**TEXT SEGMENT**
Addressing this dynamic requires providing credible economic alternatives alongside enforcement. Some successful interventions have included aquaculture development that gives fishers alternative income sources, value addition training that allows communities to earn more from smaller catches through improved processing and marketing, and microfinance programs that support diversification into complementary activities. Without such alternatives, enforcement alone may simply push desperate fishers toward increasingly risky illegal activities.
Maritime analysts and environmental advocates are calling for tighter collaboration among law enforcement agencies, local leaders, civil society organizations, and fishing communities to protect Ghana’s marine resources. They warn that failure to act decisively risks irreversible damage to marine ecosystems and escalating economic and social costs. The coalition building they envision would bring together diverse stakeholders with shared interests in sustainable fisheries, creating political support for both stronger enforcement and the complementary investments needed to make compliance economically viable.
Ghana faces similar challenges across its maritime sector. IUU fishing poses a substantial threat to fisheries resources, with foreign vessels, particularly those linked to Chinese enterprises, implicated in illegal fishing practices within Ghanaian waters. Reports indicate that up to 95 percent of Ghana’s industrial trawling fleet has elements of Chinese control, despite regulations prohibiting foreign investment in this sector. This industrial scale IUU fishing compounds the problems created by artisanal violations, creating a crisis that spans both small scale and large scale operations.
The Centre for International Maritime Affairs, Ghana operates as a non partisan research and advocacy organization focused on advancing policy thinking on pressing maritime issues linked to blue economy challenges. Founded to provide a platform for stakeholder networking and awareness creation through quality research and advocacy, CIMAG focuses on maritime transportation, maritime security, marine environment and coastal biodiversity conservation, ocean governance, fisheries, climate change, and marine renewable energy sectors. The organization’s monitoring findings carry significant weight due to its specialized expertise and focus on data driven analysis.

**TASKS TO PERFORM**
1. Write out the passage on Ghana's fisheries word for word, from "Addressing this dynamic" up to and including "risky illegal activities.".
2. Extend the passage on Ghana's fisheries by writing what comes next after its last sentence.
You won't need the data excerpts for this work.

Data excerpts:
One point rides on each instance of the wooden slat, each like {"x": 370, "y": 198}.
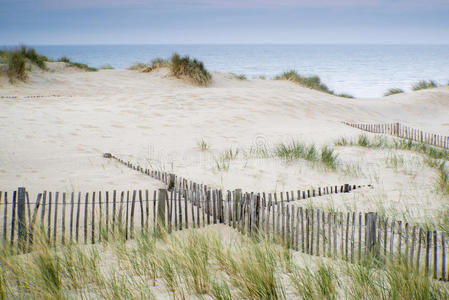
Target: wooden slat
{"x": 360, "y": 238}
{"x": 93, "y": 219}
{"x": 107, "y": 216}
{"x": 318, "y": 215}
{"x": 21, "y": 219}
{"x": 435, "y": 254}
{"x": 86, "y": 203}
{"x": 133, "y": 204}
{"x": 127, "y": 215}
{"x": 72, "y": 207}
{"x": 63, "y": 217}
{"x": 443, "y": 257}
{"x": 428, "y": 243}
{"x": 49, "y": 218}
{"x": 32, "y": 222}
{"x": 352, "y": 237}
{"x": 418, "y": 257}
{"x": 329, "y": 231}
{"x": 77, "y": 217}
{"x": 100, "y": 217}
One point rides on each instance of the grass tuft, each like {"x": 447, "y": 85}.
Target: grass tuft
{"x": 137, "y": 66}
{"x": 34, "y": 57}
{"x": 240, "y": 76}
{"x": 106, "y": 67}
{"x": 311, "y": 82}
{"x": 344, "y": 95}
{"x": 76, "y": 64}
{"x": 203, "y": 145}
{"x": 191, "y": 69}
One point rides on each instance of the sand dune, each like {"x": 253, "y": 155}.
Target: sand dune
{"x": 56, "y": 142}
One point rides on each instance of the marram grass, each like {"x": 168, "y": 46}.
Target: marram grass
{"x": 202, "y": 263}
{"x": 311, "y": 82}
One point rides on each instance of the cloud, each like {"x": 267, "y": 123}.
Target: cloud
{"x": 212, "y": 4}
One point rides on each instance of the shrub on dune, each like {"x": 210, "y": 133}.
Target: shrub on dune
{"x": 137, "y": 66}
{"x": 191, "y": 69}
{"x": 311, "y": 82}
{"x": 423, "y": 84}
{"x": 393, "y": 91}
{"x": 106, "y": 67}
{"x": 16, "y": 66}
{"x": 159, "y": 62}
{"x": 344, "y": 95}
{"x": 76, "y": 64}
{"x": 37, "y": 59}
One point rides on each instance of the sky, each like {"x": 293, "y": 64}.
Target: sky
{"x": 61, "y": 22}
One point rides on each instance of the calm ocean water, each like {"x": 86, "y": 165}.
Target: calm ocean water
{"x": 360, "y": 70}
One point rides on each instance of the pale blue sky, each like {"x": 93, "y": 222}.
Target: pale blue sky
{"x": 213, "y": 21}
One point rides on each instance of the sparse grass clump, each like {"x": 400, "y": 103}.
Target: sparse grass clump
{"x": 76, "y": 64}
{"x": 19, "y": 61}
{"x": 159, "y": 62}
{"x": 137, "y": 66}
{"x": 297, "y": 150}
{"x": 16, "y": 67}
{"x": 203, "y": 145}
{"x": 311, "y": 82}
{"x": 240, "y": 76}
{"x": 191, "y": 69}
{"x": 423, "y": 84}
{"x": 34, "y": 57}
{"x": 106, "y": 67}
{"x": 344, "y": 95}
{"x": 393, "y": 91}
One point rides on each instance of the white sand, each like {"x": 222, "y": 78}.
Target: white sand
{"x": 56, "y": 143}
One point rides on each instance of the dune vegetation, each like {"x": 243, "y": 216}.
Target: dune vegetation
{"x": 203, "y": 263}
{"x": 393, "y": 91}
{"x": 21, "y": 60}
{"x": 77, "y": 65}
{"x": 184, "y": 67}
{"x": 190, "y": 69}
{"x": 424, "y": 84}
{"x": 311, "y": 82}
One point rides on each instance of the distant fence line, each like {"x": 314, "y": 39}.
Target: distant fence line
{"x": 401, "y": 131}
{"x": 91, "y": 217}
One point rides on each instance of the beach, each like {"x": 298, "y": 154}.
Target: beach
{"x": 55, "y": 142}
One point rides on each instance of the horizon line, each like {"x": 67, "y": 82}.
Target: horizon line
{"x": 228, "y": 44}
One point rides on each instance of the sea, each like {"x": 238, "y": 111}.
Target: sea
{"x": 363, "y": 71}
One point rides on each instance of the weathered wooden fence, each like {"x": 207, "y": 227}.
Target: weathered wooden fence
{"x": 92, "y": 217}
{"x": 401, "y": 131}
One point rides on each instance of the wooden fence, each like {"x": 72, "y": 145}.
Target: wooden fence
{"x": 401, "y": 131}
{"x": 92, "y": 217}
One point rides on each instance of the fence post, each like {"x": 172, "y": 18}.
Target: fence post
{"x": 396, "y": 129}
{"x": 21, "y": 218}
{"x": 371, "y": 219}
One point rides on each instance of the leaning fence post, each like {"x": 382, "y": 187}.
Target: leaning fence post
{"x": 371, "y": 219}
{"x": 21, "y": 218}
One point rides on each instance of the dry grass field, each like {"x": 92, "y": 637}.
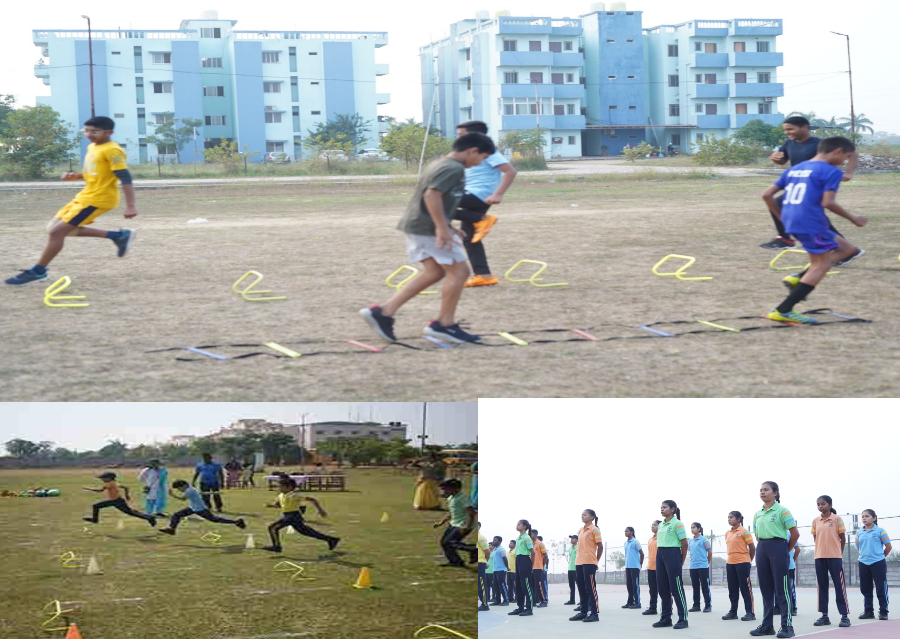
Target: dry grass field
{"x": 329, "y": 247}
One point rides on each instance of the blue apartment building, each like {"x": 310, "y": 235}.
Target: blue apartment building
{"x": 262, "y": 89}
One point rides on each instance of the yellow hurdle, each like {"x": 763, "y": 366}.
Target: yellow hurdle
{"x": 534, "y": 278}
{"x": 251, "y": 288}
{"x": 53, "y": 293}
{"x": 677, "y": 272}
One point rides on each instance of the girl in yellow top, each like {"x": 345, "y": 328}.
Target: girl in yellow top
{"x": 741, "y": 551}
{"x": 829, "y": 533}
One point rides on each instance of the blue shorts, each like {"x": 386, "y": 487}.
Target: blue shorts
{"x": 817, "y": 243}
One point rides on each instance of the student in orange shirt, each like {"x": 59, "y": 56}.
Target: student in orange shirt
{"x": 589, "y": 551}
{"x": 651, "y": 570}
{"x": 829, "y": 533}
{"x": 741, "y": 551}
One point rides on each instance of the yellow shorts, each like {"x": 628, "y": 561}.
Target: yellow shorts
{"x": 79, "y": 214}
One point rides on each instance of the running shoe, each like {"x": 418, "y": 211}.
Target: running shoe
{"x": 779, "y": 243}
{"x": 124, "y": 241}
{"x": 792, "y": 316}
{"x": 381, "y": 324}
{"x": 26, "y": 277}
{"x": 452, "y": 333}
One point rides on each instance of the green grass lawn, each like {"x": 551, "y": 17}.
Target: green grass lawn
{"x": 156, "y": 585}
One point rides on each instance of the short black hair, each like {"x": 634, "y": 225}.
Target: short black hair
{"x": 101, "y": 122}
{"x": 475, "y": 141}
{"x": 473, "y": 126}
{"x": 797, "y": 120}
{"x": 834, "y": 143}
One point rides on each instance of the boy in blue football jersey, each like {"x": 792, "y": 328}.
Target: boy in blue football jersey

**ACTIVITY ANSWERS**
1.
Addressing this dynamic requires providing credible economic alternatives alongside enforcement. Some successful interventions have included aquaculture development that gives fishers alternative income sources, value addition training that allows communities to earn more from smaller catches through improved processing and marketing, and microfinance programs that support diversification into complementary activities. Without such alternatives, enforcement alone may simply push desperate fishers toward increasingly risky illegal activities.

2.
CIMAG’s elevation of the Volta Region IUU fishing crisis reflects broader concerns about the sustainability of Ghana’s approach to marine resource management. The organisation has previously highlighted how improved maritime surveillance could reduce illegal activities through investment in advanced technologies including satellite monitoring, drones, and automated tracking systems. Such investments would enable authorities to better protect maritime resources and enforce regulations continuously rather than through periodic patrols that illegal operators can evade.
The current situation in Volta waters demonstrates that Ghana’s fisheries management framework faces both enforcement capacity limitations and governance challenges rooted in complex relationships between formal institutions and traditional authority structures. Resolving this crisis will require addressing both dimensions simultaneously through investments in monitoring technology and enforcement capacity alongside sustained engagement with coastal communities to build local support for sustainable practices. Without such a comprehensive approach, the environmental and economic costs of IUU fishing will likely continue escalating, undermining both marine ecosystems and the livelihoods they support.